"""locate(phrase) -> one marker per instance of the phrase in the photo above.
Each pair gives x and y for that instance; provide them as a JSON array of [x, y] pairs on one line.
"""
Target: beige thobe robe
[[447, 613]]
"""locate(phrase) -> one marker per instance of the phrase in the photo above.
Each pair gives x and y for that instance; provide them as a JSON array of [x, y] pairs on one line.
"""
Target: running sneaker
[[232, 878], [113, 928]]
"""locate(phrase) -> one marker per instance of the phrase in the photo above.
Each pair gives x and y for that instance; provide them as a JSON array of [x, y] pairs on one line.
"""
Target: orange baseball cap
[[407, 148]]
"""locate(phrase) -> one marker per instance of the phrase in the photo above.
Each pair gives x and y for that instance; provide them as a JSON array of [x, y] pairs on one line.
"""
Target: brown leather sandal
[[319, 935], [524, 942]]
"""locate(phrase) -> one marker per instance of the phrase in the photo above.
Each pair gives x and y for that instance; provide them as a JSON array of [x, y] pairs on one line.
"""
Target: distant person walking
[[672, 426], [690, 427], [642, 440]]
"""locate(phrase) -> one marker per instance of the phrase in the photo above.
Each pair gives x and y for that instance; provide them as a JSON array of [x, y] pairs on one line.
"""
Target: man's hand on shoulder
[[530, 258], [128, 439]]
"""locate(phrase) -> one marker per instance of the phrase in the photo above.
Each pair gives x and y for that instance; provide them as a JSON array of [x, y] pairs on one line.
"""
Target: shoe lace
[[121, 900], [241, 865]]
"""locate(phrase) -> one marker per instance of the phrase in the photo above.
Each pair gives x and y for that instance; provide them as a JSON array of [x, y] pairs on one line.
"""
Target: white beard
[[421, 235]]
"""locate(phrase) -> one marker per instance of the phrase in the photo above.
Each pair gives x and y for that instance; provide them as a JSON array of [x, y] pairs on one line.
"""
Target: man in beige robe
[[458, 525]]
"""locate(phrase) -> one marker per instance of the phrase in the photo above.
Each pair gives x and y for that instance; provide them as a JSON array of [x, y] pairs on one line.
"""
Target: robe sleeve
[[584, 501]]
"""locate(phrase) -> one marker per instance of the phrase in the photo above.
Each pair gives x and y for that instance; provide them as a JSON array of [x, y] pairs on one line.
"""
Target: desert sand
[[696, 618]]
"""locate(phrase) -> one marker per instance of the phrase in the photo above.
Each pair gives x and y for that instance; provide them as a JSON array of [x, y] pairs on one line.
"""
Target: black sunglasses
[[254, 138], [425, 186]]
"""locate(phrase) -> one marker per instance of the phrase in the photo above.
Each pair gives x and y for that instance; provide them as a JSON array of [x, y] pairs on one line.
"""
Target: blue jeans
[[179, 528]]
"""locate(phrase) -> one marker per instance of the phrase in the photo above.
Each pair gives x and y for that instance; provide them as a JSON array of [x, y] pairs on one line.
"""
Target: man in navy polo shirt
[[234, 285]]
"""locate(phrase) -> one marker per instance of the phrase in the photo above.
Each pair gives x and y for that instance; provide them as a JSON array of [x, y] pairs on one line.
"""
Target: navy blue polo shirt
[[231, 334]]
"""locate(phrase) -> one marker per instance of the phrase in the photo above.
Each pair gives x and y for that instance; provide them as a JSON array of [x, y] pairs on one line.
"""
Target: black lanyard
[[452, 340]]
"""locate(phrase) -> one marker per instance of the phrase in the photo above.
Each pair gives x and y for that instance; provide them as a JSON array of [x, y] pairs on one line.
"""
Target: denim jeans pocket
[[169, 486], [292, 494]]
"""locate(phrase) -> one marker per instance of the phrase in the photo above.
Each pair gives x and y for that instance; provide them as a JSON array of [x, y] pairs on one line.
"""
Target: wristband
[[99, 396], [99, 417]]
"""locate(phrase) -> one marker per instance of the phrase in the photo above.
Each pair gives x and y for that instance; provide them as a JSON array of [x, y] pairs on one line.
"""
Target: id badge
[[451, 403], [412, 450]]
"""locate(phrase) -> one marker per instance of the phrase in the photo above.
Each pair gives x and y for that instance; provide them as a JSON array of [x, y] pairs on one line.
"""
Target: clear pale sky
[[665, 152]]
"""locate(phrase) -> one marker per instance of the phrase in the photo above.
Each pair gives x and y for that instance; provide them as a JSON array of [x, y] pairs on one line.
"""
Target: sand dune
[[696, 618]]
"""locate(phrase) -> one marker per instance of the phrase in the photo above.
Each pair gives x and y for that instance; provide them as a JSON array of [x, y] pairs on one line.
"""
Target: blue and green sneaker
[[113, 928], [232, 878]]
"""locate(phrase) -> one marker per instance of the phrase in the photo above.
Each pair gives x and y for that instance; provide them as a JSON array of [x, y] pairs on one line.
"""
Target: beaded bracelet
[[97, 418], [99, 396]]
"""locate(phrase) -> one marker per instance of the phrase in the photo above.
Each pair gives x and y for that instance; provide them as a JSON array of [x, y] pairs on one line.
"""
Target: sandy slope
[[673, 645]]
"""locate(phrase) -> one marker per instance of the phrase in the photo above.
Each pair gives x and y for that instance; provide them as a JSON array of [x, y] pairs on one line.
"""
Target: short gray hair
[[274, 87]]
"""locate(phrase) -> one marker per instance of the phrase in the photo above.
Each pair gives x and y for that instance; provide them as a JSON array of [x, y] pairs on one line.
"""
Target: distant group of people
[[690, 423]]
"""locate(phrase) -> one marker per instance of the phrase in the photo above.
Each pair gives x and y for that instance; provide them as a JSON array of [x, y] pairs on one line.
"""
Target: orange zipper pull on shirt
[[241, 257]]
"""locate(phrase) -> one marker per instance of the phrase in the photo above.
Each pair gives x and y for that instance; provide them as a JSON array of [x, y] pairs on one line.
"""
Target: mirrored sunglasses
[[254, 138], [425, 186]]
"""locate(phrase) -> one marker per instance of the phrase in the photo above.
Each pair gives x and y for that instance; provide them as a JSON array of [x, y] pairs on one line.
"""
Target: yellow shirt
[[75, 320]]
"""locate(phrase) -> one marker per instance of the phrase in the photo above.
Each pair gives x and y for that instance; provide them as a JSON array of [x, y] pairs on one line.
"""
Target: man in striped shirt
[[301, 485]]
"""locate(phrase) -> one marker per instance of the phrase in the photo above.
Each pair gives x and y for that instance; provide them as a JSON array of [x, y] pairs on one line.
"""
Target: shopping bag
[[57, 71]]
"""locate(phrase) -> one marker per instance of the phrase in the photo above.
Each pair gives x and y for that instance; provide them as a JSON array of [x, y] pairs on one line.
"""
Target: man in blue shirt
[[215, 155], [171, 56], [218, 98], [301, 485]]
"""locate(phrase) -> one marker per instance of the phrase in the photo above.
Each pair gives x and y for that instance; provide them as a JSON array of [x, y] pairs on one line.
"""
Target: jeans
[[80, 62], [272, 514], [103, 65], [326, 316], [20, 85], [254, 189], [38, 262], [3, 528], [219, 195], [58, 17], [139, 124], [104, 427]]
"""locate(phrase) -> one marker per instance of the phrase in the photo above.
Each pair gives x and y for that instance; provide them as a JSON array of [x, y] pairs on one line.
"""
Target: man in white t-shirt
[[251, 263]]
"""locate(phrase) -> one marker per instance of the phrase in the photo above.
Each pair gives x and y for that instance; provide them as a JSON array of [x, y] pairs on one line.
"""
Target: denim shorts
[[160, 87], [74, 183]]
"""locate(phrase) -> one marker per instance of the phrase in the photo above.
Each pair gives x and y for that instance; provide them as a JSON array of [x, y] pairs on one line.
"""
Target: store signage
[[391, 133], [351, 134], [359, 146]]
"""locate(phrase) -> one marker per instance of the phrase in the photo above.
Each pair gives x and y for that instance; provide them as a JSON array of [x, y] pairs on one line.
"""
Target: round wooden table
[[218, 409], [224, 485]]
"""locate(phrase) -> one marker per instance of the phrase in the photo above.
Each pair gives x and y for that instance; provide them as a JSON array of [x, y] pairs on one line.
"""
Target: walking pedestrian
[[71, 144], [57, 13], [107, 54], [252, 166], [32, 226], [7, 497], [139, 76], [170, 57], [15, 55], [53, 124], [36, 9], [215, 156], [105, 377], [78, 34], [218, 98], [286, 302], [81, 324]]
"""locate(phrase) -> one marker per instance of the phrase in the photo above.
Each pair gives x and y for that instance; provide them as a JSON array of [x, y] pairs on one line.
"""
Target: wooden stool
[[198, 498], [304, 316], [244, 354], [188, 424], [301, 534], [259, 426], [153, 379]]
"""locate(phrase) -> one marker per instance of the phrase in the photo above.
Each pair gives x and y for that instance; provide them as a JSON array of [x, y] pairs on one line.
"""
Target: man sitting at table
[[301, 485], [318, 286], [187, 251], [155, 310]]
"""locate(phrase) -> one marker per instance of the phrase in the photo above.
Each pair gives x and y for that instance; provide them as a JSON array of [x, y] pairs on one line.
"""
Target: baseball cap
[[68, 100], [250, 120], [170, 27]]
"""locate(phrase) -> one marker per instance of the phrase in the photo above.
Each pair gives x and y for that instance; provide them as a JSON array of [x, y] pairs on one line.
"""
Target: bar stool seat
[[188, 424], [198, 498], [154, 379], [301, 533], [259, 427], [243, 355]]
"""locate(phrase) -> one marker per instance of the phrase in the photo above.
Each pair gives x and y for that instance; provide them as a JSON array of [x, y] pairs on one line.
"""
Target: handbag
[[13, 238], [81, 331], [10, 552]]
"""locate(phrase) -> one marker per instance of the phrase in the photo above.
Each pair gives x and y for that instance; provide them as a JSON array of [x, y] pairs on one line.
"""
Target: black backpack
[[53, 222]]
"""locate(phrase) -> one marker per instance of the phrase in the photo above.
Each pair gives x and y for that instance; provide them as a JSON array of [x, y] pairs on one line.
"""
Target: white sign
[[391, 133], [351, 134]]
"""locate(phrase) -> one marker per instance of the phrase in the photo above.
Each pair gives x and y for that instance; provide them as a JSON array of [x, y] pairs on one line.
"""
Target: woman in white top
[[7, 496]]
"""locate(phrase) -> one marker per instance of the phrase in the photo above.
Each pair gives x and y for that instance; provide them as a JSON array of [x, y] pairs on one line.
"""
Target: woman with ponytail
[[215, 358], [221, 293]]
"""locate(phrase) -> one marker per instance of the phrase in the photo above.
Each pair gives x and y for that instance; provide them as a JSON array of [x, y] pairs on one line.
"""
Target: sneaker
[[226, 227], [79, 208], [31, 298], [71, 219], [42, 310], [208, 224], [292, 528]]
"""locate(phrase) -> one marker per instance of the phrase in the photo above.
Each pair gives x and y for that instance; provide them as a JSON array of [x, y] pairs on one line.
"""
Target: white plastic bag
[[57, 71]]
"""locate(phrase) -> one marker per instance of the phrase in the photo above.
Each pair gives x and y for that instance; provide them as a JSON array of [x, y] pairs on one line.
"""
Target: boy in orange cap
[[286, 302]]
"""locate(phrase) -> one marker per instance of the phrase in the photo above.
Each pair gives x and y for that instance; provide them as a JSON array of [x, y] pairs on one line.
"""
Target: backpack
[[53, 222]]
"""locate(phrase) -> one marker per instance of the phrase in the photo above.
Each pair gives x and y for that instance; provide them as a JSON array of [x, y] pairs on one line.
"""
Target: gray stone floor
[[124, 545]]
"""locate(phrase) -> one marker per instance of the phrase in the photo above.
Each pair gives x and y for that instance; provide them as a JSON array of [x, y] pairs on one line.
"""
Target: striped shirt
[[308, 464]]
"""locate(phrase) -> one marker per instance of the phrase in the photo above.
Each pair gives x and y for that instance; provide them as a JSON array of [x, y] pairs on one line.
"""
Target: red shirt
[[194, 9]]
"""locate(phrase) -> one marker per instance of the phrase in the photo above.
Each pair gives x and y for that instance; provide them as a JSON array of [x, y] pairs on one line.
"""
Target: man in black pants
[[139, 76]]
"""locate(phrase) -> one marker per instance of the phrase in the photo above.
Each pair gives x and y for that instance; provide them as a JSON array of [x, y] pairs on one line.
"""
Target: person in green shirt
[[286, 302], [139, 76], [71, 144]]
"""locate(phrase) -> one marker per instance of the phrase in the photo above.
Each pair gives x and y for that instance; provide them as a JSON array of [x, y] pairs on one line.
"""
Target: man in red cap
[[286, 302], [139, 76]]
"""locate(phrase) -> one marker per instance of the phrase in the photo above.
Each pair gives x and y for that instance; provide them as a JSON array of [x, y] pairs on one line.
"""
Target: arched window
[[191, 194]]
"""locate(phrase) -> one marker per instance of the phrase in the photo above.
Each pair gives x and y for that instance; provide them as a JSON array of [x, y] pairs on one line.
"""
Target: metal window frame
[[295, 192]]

▬▬▬▬▬▬

[Written task] Copy the lines from the start of the records through the line containing "[[447, 613]]", inclusive. Switch "beige" to "tan" and leave everything else unchanged.

[Expected output]
"""locate(phrase) -> one marker per instance of the phrase in the photo above.
Each pair gives x and y for that instance; provide them as a JSON array of [x, y] pairs on one line.
"""
Target: tan thobe robe
[[447, 613]]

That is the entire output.